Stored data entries

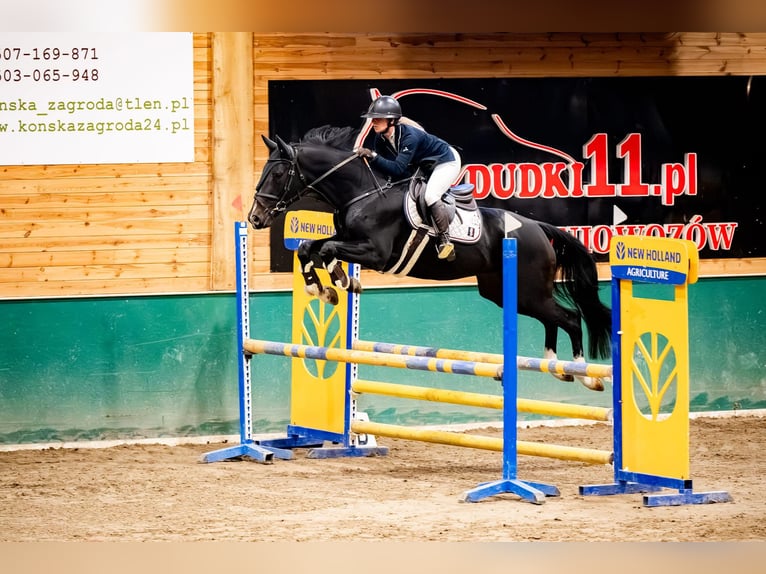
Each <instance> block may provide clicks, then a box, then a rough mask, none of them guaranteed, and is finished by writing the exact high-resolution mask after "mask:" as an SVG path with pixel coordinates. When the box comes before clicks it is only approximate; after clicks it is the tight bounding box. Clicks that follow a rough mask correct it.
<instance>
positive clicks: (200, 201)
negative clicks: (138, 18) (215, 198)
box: [0, 34, 212, 298]
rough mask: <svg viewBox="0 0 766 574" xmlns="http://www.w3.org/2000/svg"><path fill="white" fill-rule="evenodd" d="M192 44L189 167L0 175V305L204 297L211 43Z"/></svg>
mask: <svg viewBox="0 0 766 574" xmlns="http://www.w3.org/2000/svg"><path fill="white" fill-rule="evenodd" d="M193 44H194V46H193V50H194V59H195V62H194V134H195V137H194V141H195V150H194V161H193V162H191V163H169V164H111V165H52V166H45V165H37V166H35V165H27V166H3V167H0V179H2V185H0V297H3V298H36V297H61V296H81V295H86V296H98V295H108V294H144V293H173V292H179V293H186V292H194V291H207V290H209V289H210V276H211V271H210V268H211V266H210V238H211V225H210V221H211V216H210V206H211V191H210V165H209V161H210V160H209V158H210V150H209V148H210V142H211V135H210V134H211V129H210V126H211V122H212V120H211V102H210V99H211V98H210V96H211V89H210V78H211V77H212V72H211V66H210V59H211V58H210V37H209V34H194V37H193Z"/></svg>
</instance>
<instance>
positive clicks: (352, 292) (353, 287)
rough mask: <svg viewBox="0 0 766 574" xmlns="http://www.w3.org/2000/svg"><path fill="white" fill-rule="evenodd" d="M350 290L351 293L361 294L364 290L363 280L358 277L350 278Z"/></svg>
mask: <svg viewBox="0 0 766 574" xmlns="http://www.w3.org/2000/svg"><path fill="white" fill-rule="evenodd" d="M348 291H350V292H351V293H356V294H359V293H361V292H362V282H361V281H359V279H357V278H356V277H350V278H349V285H348Z"/></svg>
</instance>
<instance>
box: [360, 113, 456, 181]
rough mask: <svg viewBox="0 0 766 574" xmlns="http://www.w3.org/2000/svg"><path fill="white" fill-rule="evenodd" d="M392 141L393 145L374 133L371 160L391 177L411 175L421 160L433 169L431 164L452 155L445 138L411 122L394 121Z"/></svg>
mask: <svg viewBox="0 0 766 574" xmlns="http://www.w3.org/2000/svg"><path fill="white" fill-rule="evenodd" d="M394 142H395V143H396V149H394V148H393V147H392V146H391V142H389V141H388V139H386V138H385V137H384V136H382V135H381V134H375V143H374V147H375V151H376V152H378V157H376V158H375V159H374V160H372V163H373V164H374V165H375V167H376V168H379V169H380V170H381V171H382V172H384V173H386V174H387V175H390V176H391V177H401V176H403V175H412V174H413V173H414V172H415V169H417V168H418V167H420V166H421V165H422V164H426V166H424V167H430V168H431V169H433V166H435V165H438V164H440V163H444V162H447V161H452V160H454V159H455V158H454V156H453V154H452V150H451V149H450V146H449V144H448V143H447V142H445V141H444V140H443V139H441V138H438V137H436V136H435V135H433V134H429V133H428V132H425V131H423V130H421V129H418V128H416V127H414V126H409V125H406V124H397V125H395V126H394ZM428 164H430V166H429V165H428Z"/></svg>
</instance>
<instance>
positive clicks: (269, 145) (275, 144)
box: [261, 135, 277, 153]
mask: <svg viewBox="0 0 766 574" xmlns="http://www.w3.org/2000/svg"><path fill="white" fill-rule="evenodd" d="M261 138H262V139H263V143H265V144H266V147H267V148H269V153H271V152H273V151H274V150H275V149H277V142H275V141H274V140H270V139H269V138H267V137H266V136H264V135H261Z"/></svg>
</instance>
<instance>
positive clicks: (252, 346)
mask: <svg viewBox="0 0 766 574" xmlns="http://www.w3.org/2000/svg"><path fill="white" fill-rule="evenodd" d="M243 347H244V350H245V351H247V352H248V353H253V354H258V353H265V354H269V355H284V356H286V357H301V358H308V359H319V360H323V361H338V362H342V363H358V364H360V365H374V366H379V367H396V368H399V369H417V370H421V371H434V372H441V373H454V374H459V375H475V376H477V377H493V378H498V379H499V378H500V377H501V376H502V373H501V372H502V365H496V364H491V363H477V362H473V361H454V360H451V359H436V358H430V357H408V356H405V355H392V354H390V353H373V352H367V351H353V350H349V349H337V348H332V347H314V346H310V345H293V344H290V343H280V342H276V341H262V340H256V339H247V340H245V342H244V343H243Z"/></svg>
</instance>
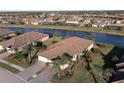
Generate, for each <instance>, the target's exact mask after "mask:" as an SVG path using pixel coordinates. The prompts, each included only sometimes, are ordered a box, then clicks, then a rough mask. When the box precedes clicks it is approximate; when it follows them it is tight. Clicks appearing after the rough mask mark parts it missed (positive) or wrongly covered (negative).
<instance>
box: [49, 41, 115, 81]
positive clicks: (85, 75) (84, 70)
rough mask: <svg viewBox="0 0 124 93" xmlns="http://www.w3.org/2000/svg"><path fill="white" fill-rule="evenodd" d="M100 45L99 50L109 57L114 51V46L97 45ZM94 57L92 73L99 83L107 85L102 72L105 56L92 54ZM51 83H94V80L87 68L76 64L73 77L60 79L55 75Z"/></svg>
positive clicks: (93, 57)
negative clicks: (52, 82) (103, 59)
mask: <svg viewBox="0 0 124 93" xmlns="http://www.w3.org/2000/svg"><path fill="white" fill-rule="evenodd" d="M97 44H99V45H100V46H99V49H100V51H101V52H102V53H103V54H104V55H107V53H109V52H110V51H111V50H112V49H113V47H114V46H113V45H110V44H104V43H97ZM91 57H92V61H93V62H92V63H91V64H90V65H91V67H92V71H93V73H94V74H95V77H96V79H97V81H98V82H99V83H105V82H107V81H105V80H104V79H103V77H102V72H103V68H102V67H103V66H104V64H105V63H104V60H103V55H102V54H101V53H99V52H92V53H91ZM51 82H56V83H59V82H62V83H66V82H68V83H94V82H95V81H94V79H93V77H92V75H91V73H90V72H89V71H87V70H86V69H85V67H83V68H82V65H81V63H80V62H79V63H76V64H75V66H74V68H73V75H72V76H68V75H67V76H65V77H61V78H58V77H57V75H54V76H53V78H52V79H51Z"/></svg>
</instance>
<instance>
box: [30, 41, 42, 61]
mask: <svg viewBox="0 0 124 93" xmlns="http://www.w3.org/2000/svg"><path fill="white" fill-rule="evenodd" d="M36 47H37V51H36V52H35V53H34V55H33V56H32V57H31V61H30V63H32V61H33V59H34V58H35V56H36V55H37V53H38V52H39V50H40V48H42V47H43V43H42V42H40V41H37V45H36Z"/></svg>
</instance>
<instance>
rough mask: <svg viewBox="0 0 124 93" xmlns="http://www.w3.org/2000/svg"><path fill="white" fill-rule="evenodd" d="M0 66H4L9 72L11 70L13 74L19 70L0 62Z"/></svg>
mask: <svg viewBox="0 0 124 93" xmlns="http://www.w3.org/2000/svg"><path fill="white" fill-rule="evenodd" d="M0 67H2V68H4V69H6V70H8V71H10V72H12V73H14V74H17V73H19V72H20V71H19V70H17V69H15V68H13V67H11V66H9V65H7V64H4V63H0Z"/></svg>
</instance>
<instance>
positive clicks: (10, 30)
mask: <svg viewBox="0 0 124 93" xmlns="http://www.w3.org/2000/svg"><path fill="white" fill-rule="evenodd" d="M15 32H16V31H11V30H0V36H4V35H8V34H11V33H15Z"/></svg>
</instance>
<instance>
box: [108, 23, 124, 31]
mask: <svg viewBox="0 0 124 93" xmlns="http://www.w3.org/2000/svg"><path fill="white" fill-rule="evenodd" d="M108 27H109V28H110V29H113V30H118V29H120V28H121V27H124V24H111V25H109V26H108Z"/></svg>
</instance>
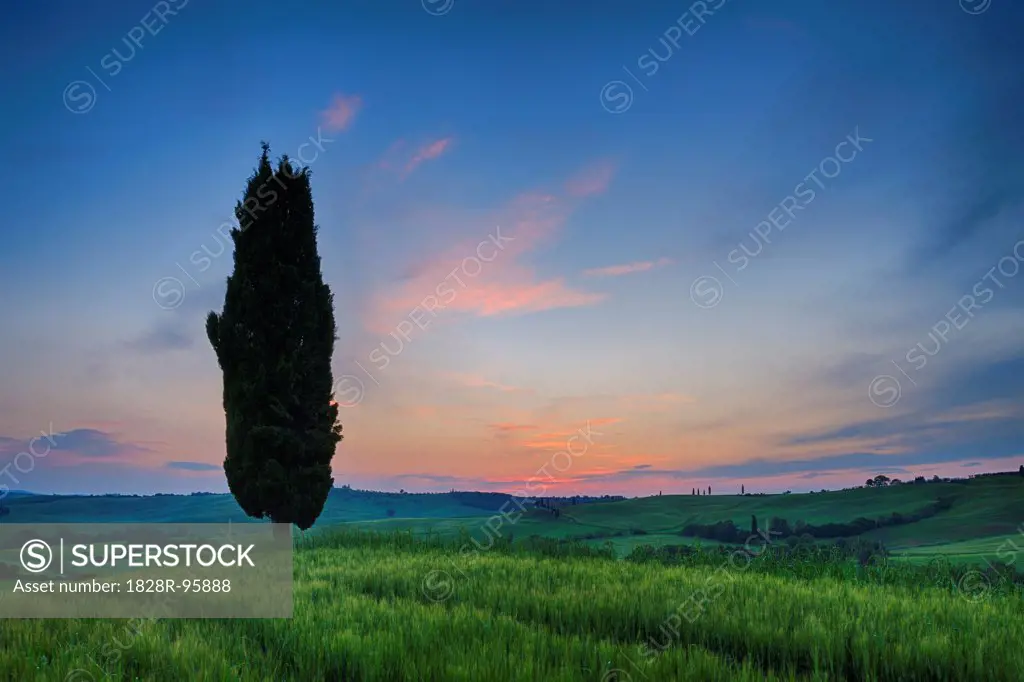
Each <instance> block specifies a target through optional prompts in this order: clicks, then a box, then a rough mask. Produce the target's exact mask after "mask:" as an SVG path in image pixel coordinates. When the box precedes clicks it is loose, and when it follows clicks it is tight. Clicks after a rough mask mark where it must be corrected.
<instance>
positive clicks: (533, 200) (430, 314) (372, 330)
mask: <svg viewBox="0 0 1024 682" xmlns="http://www.w3.org/2000/svg"><path fill="white" fill-rule="evenodd" d="M573 209H574V205H573V203H572V202H571V201H569V200H566V199H565V198H558V197H554V196H551V195H547V194H543V193H527V194H523V195H520V196H518V197H516V198H515V199H514V200H513V201H511V202H510V203H509V204H508V205H507V206H506V207H505V208H503V209H502V210H500V211H498V212H497V213H495V214H493V215H490V216H488V217H487V218H486V222H483V223H482V225H484V226H481V228H480V229H479V232H478V233H477V236H476V237H475V238H474V239H471V240H466V241H464V242H462V243H459V244H457V246H455V247H451V248H447V249H443V250H441V251H439V252H436V253H435V255H433V256H431V257H428V258H426V259H424V260H422V261H420V262H417V263H415V264H412V265H411V266H409V267H407V268H406V271H407V273H408V276H407V278H406V279H404V280H403V281H402V282H401V284H400V285H397V286H395V287H392V288H390V289H389V290H385V291H382V292H378V293H377V294H376V295H375V296H374V297H373V298H372V300H371V302H370V306H369V311H368V317H367V327H368V328H369V329H371V330H372V331H374V332H377V333H385V334H386V333H389V332H390V331H391V330H393V329H394V328H395V325H397V324H398V323H399V322H400V321H401V319H403V318H406V317H408V316H409V315H410V314H411V313H412V312H413V310H414V309H418V312H417V315H418V316H419V317H420V318H423V317H425V318H427V319H433V318H434V317H436V316H437V315H439V314H441V312H442V311H443V313H444V314H450V313H451V312H452V311H458V312H463V313H471V314H475V315H477V316H490V315H500V314H509V313H527V312H538V311H542V310H551V309H555V308H564V307H578V306H586V305H594V304H596V303H599V302H601V301H603V300H605V298H606V297H607V295H606V294H603V293H594V292H587V291H581V290H578V289H573V288H571V287H570V286H568V285H567V284H566V283H565V281H564V279H563V278H557V276H556V278H549V279H540V278H538V275H537V273H536V272H535V271H534V269H532V268H530V267H528V266H527V265H525V264H523V263H522V262H521V261H522V259H523V257H524V256H525V255H527V254H529V253H531V252H532V251H535V250H537V249H538V248H539V247H541V246H542V245H544V244H545V243H547V242H549V241H550V240H551V239H552V238H553V237H554V236H555V235H556V233H557V232H558V230H559V229H560V228H561V227H562V225H563V224H564V223H565V221H566V220H567V219H568V217H569V216H570V215H571V213H572V210H573ZM492 225H493V226H492ZM484 260H485V261H486V262H484ZM424 310H426V312H423V311H424Z"/></svg>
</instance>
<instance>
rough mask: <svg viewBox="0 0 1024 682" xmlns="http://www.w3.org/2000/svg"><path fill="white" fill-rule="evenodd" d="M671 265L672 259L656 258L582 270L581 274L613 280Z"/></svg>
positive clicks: (588, 275) (666, 258) (668, 258)
mask: <svg viewBox="0 0 1024 682" xmlns="http://www.w3.org/2000/svg"><path fill="white" fill-rule="evenodd" d="M671 263H672V259H670V258H658V259H657V260H642V261H639V262H636V263H625V264H623V265H607V266H605V267H594V268H591V269H589V270H584V272H583V273H584V274H585V275H586V276H588V278H615V276H621V275H623V274H631V273H633V272H645V271H647V270H652V269H654V268H656V267H664V266H666V265H670V264H671Z"/></svg>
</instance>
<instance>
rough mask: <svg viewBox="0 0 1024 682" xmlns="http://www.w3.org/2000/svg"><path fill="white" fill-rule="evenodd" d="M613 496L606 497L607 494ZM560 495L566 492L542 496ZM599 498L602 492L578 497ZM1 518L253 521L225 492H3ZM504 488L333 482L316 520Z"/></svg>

Directions for this task:
Lines containing the word "block": copy every one of them from the records above.

Finished exercise:
Each <instance> block may provide clicks, then a box, then a rough mask, none of them guaranteed, and is finished by writing the exact high-resolution mask after "mask:" as an SVG path with pixel coordinates. When the box comes before clicks it is only approximate; after clicks it is the tight bounding box. Clicks that follow a rough mask correct it.
Each <instance> block specifies a target through optional prompts in this order: clicks, then a box, then a rough mask. Produce the target's exact mask after "mask:" as an SVG path in image pixel coordinates. When the box precedes clicks it is loose, and when it follows clicks it is tight. Clicks after a rough mask mark where it must be corrected.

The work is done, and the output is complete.